**Exercise material**
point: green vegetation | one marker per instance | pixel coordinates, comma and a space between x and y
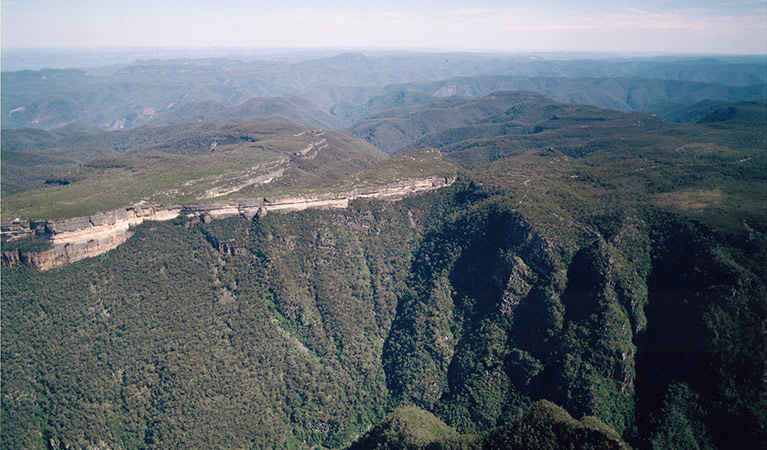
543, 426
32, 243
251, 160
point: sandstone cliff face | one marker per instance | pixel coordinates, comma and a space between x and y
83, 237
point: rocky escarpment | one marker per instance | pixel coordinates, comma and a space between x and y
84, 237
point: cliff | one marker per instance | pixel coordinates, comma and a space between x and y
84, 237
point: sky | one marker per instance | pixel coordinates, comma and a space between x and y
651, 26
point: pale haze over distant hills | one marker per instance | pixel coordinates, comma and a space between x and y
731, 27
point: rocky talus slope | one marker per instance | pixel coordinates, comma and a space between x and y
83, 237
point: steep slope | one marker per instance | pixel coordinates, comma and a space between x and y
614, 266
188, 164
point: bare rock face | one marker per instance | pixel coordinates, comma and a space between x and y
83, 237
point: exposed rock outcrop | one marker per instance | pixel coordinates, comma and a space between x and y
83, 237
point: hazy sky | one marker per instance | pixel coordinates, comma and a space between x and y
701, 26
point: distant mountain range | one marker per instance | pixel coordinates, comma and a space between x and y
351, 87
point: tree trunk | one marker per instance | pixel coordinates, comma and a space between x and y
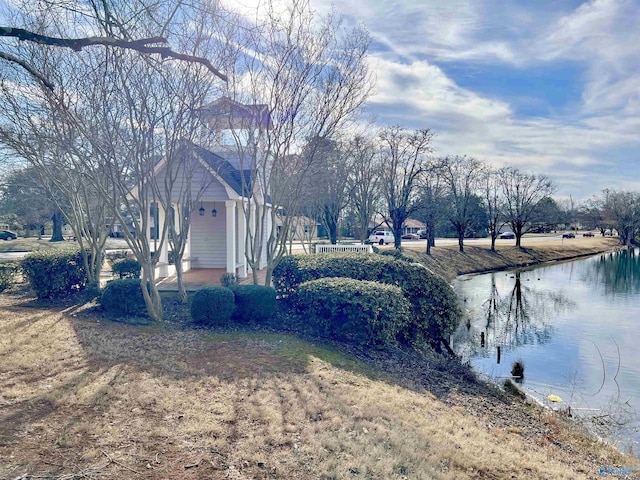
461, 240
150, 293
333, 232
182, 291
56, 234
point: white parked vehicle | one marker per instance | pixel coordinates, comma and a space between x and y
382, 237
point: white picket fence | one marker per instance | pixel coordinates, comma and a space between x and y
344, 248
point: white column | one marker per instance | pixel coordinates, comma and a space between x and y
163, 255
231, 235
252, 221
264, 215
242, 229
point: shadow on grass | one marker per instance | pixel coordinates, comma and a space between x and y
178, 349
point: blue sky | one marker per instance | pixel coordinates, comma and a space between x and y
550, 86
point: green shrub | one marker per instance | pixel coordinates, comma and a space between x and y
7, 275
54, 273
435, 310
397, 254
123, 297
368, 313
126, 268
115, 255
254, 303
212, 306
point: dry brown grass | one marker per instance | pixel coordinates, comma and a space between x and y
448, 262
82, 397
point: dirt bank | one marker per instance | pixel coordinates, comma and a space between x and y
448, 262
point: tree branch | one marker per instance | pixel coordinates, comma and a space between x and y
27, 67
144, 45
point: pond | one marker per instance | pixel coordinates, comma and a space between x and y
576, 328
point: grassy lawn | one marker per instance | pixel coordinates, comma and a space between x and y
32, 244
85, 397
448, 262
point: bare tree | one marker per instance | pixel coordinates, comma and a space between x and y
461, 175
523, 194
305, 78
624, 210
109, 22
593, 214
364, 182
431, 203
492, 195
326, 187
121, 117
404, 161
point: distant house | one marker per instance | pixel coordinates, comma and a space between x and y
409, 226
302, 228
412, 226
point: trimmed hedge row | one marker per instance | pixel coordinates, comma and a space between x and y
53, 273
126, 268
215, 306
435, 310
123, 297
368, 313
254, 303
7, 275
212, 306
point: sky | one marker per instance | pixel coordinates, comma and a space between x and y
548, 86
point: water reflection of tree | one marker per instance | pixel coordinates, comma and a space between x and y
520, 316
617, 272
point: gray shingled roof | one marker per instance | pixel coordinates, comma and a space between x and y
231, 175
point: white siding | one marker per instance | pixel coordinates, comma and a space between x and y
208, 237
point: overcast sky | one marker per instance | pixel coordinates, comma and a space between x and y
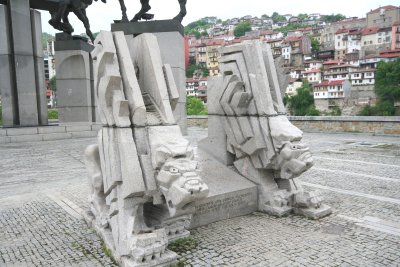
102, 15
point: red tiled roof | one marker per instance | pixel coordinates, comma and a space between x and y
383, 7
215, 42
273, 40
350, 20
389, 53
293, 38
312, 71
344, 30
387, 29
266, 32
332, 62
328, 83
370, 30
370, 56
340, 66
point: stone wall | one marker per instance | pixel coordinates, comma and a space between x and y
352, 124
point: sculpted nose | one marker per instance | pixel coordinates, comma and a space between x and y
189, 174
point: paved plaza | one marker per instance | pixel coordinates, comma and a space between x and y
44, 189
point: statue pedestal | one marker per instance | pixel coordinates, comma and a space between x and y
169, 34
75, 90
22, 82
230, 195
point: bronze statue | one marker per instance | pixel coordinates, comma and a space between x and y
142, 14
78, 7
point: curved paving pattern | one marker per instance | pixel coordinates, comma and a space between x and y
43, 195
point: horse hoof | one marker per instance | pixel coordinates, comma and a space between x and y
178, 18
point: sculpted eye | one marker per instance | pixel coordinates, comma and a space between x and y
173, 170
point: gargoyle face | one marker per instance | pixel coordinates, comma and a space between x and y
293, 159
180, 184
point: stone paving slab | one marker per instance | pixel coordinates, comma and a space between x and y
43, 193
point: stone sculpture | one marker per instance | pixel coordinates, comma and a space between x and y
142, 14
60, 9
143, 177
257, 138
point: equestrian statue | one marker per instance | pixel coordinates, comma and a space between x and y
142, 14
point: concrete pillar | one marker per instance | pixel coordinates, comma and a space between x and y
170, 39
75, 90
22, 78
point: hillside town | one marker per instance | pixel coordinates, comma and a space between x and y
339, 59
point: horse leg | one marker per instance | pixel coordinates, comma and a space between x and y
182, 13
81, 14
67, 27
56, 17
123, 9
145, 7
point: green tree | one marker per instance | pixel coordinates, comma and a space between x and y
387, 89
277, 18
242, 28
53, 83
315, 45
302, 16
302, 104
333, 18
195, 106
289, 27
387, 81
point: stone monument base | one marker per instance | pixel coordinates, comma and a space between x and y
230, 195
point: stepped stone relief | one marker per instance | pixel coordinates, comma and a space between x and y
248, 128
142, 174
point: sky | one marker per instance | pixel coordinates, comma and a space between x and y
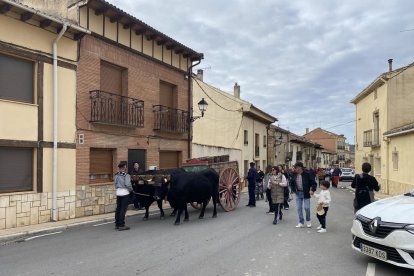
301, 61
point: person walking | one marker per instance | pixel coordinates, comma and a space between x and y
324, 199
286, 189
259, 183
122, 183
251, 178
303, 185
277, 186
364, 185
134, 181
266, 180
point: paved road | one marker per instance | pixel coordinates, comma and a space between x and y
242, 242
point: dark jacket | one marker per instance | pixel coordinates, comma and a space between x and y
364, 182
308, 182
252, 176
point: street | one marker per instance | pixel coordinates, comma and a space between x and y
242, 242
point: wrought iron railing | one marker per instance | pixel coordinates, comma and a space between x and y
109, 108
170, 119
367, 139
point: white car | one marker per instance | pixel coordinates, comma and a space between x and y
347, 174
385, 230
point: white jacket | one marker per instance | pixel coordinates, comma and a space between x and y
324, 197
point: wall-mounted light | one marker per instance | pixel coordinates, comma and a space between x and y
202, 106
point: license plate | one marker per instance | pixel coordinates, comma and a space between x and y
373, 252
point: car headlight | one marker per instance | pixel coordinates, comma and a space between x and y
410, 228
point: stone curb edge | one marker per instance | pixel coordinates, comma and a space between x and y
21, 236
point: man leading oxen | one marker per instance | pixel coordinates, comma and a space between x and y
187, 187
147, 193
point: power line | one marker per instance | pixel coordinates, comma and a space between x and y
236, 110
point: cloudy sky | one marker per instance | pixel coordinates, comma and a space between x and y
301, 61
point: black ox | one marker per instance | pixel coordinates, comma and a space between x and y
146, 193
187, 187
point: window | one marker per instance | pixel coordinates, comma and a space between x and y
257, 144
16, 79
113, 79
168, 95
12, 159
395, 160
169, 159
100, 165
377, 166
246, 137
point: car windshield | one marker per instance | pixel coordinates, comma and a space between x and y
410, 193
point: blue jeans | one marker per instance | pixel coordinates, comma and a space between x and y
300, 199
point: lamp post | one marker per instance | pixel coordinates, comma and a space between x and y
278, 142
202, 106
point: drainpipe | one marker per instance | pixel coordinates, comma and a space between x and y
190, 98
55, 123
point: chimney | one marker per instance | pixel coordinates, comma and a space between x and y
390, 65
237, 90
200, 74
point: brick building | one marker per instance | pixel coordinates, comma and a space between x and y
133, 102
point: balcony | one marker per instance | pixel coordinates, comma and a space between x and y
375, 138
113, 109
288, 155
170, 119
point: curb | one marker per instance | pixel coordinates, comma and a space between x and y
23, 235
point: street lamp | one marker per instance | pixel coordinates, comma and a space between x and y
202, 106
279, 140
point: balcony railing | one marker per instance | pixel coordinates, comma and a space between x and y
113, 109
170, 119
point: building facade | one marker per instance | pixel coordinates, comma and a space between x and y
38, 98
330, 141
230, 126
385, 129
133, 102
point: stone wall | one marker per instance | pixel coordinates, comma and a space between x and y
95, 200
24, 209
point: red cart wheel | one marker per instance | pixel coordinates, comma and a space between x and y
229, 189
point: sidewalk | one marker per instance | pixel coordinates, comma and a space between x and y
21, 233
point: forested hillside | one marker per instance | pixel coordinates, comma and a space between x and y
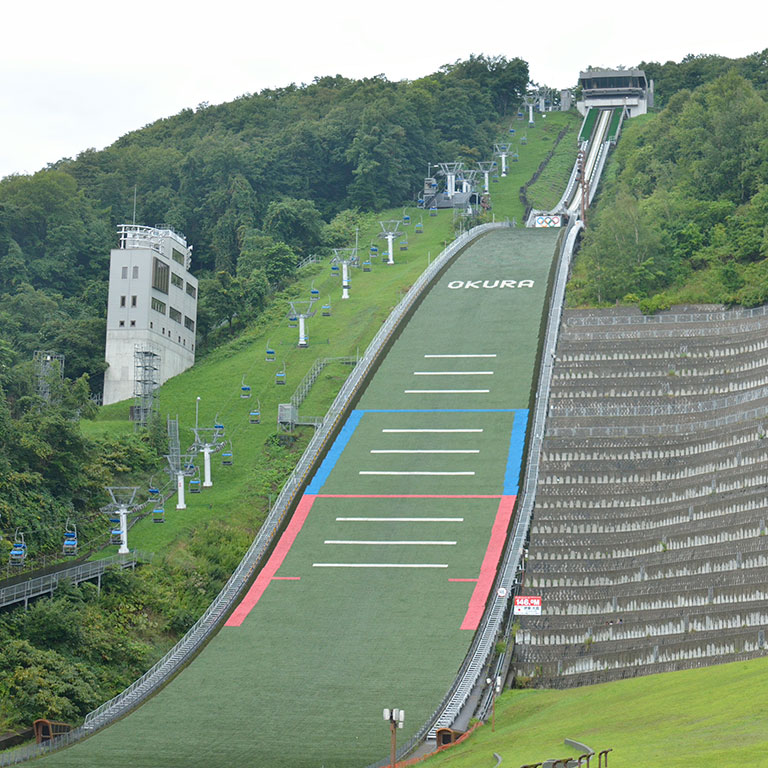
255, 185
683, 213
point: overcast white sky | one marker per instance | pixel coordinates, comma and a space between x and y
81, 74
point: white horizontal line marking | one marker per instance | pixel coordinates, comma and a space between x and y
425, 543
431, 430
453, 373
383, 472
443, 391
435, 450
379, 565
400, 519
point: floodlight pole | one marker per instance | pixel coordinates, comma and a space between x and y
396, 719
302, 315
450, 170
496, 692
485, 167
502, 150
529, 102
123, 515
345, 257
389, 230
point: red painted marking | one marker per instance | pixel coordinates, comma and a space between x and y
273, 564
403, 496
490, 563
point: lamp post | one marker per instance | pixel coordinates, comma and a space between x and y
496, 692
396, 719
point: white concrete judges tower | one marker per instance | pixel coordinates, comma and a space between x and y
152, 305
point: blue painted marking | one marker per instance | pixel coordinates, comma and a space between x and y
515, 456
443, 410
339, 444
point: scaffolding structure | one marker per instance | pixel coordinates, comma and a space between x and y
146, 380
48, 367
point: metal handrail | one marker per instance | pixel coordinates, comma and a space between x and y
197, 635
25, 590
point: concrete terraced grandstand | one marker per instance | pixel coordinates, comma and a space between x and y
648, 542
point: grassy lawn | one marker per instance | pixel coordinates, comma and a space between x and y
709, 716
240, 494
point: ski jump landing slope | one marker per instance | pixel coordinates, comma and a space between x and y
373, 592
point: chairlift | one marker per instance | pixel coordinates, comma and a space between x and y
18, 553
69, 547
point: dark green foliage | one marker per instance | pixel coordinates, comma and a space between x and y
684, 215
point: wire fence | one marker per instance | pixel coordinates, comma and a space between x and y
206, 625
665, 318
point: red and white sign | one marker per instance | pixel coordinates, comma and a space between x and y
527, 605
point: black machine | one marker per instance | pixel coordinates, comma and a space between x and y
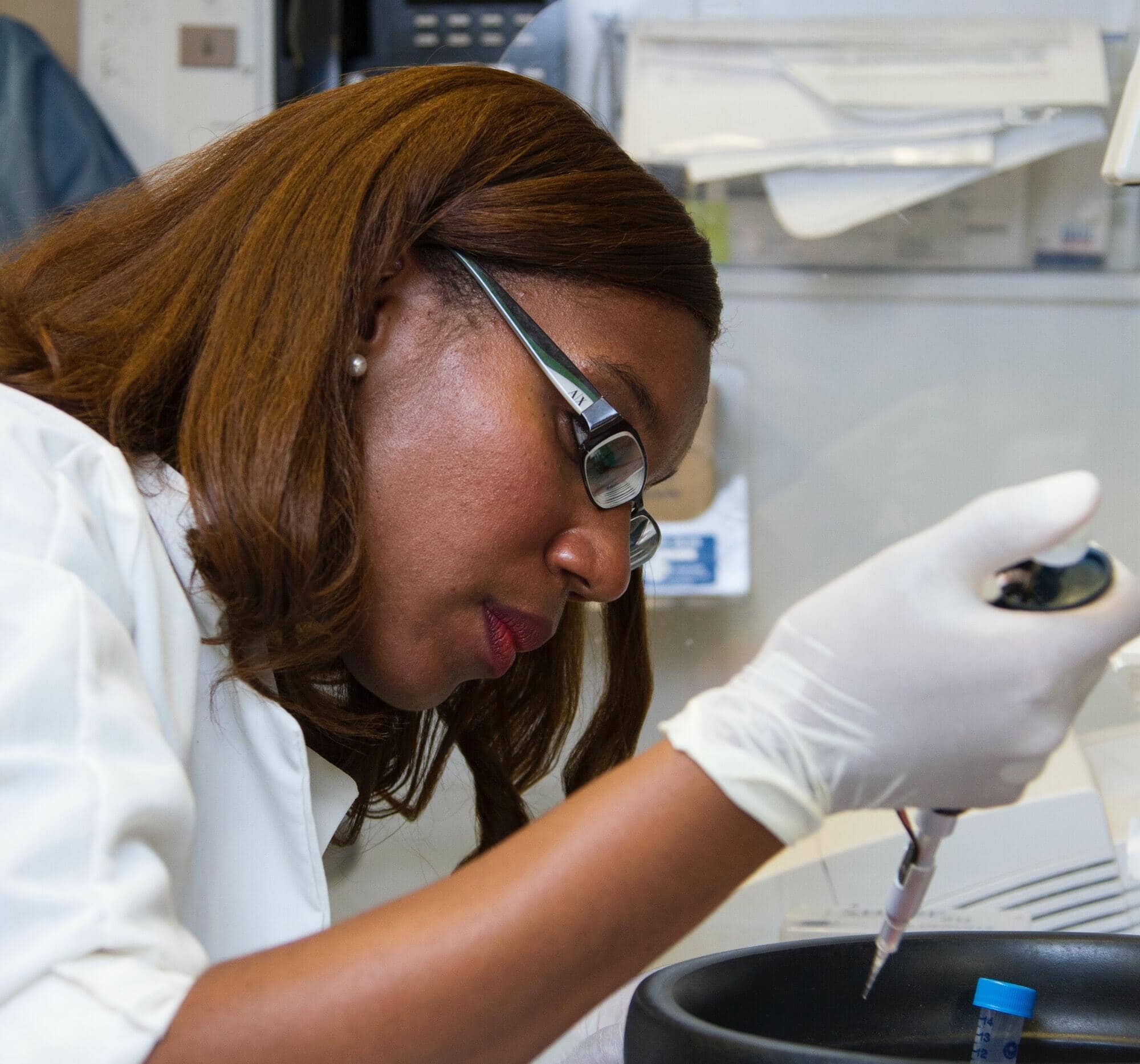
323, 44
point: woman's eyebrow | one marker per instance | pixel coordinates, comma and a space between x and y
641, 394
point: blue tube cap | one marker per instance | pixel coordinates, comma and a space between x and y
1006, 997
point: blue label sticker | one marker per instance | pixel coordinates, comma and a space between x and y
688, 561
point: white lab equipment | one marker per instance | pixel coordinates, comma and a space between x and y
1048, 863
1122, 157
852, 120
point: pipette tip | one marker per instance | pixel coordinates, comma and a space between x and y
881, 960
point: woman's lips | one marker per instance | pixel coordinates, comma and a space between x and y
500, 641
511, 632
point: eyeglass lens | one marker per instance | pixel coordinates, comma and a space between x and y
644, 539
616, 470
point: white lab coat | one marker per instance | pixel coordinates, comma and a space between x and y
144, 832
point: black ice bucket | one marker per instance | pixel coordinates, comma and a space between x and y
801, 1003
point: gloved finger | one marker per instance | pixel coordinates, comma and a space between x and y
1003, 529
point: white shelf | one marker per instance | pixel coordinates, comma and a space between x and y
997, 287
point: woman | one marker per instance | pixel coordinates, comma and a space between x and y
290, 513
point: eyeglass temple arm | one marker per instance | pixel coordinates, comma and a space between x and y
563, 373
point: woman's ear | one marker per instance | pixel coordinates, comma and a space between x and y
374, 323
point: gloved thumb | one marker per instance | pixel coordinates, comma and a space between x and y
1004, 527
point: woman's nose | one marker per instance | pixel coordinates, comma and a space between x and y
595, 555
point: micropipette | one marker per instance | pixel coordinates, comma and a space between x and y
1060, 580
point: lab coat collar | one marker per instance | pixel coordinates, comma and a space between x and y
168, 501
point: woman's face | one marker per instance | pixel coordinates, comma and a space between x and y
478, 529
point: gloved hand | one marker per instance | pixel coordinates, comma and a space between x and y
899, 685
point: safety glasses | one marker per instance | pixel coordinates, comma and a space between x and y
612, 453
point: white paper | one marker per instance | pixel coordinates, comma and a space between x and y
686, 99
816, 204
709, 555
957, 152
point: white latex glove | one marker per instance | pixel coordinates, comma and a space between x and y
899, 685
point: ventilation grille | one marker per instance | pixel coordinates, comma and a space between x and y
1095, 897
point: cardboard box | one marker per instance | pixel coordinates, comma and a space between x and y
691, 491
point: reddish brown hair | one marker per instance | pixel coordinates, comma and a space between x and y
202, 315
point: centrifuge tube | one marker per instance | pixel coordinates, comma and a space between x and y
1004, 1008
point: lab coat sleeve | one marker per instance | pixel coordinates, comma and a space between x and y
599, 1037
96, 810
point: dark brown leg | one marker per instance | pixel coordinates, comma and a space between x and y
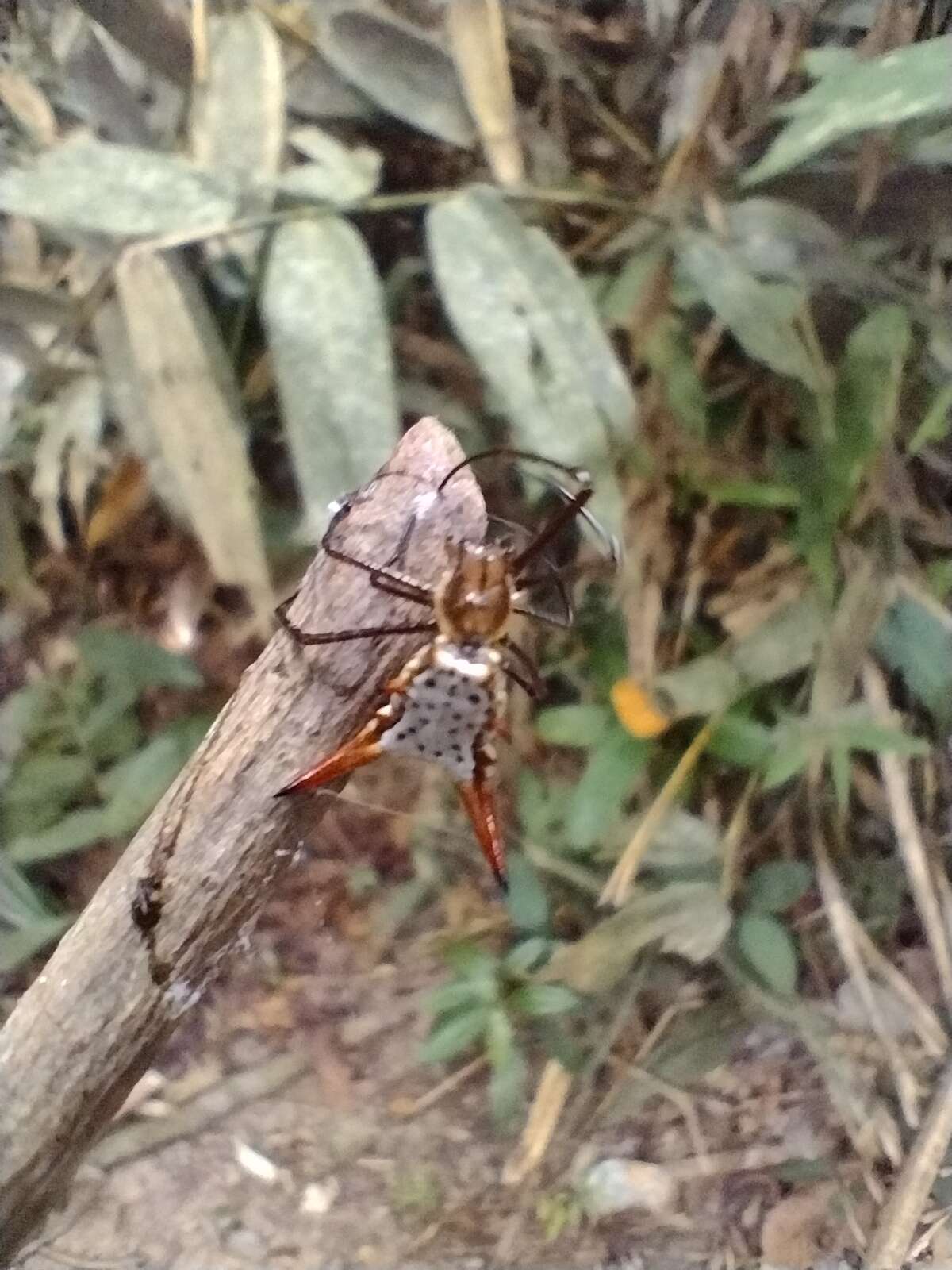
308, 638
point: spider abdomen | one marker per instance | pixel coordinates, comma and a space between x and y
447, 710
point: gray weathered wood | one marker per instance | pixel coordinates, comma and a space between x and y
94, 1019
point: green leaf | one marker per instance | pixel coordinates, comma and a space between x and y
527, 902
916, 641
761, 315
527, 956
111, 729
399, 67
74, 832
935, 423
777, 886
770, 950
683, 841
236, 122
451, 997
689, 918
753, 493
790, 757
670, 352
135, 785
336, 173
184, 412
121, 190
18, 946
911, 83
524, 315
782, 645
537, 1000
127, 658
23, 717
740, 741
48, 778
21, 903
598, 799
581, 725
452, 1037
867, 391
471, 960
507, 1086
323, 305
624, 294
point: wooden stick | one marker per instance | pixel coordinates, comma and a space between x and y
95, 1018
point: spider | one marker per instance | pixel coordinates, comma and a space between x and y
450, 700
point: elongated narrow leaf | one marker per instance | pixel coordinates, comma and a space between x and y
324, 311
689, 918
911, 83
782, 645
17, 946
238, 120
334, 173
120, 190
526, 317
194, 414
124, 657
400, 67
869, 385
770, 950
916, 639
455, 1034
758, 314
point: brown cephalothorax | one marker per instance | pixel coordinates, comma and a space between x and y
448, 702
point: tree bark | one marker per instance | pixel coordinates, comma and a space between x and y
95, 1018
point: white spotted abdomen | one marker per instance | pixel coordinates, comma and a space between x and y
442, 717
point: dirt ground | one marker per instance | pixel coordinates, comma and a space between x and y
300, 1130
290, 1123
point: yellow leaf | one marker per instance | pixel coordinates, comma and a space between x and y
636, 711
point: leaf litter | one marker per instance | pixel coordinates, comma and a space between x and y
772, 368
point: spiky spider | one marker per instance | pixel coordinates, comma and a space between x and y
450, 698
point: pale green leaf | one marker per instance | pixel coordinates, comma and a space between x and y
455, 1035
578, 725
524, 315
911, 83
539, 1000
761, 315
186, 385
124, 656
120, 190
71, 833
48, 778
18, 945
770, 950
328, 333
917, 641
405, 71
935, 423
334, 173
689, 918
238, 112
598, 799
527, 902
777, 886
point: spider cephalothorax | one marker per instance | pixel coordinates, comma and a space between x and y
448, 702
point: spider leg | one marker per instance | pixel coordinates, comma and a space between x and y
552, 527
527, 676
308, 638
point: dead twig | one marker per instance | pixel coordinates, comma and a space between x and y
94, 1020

**What to work on**
In the records above, locate the line that contains "point: spider cephalothorax". Repeat it and every line after it, exactly, and nothing else.

**Solution**
point: spider cephalothorax | one marker per instance | pixel coordinates, comma and a space between x and y
448, 702
point: spider leg | one marker per instance | pixel coordinates, comma and a space between x and y
552, 527
527, 676
308, 638
point: dead twig | one marker per instance | pixel coordinates, comma and a space between x and y
94, 1020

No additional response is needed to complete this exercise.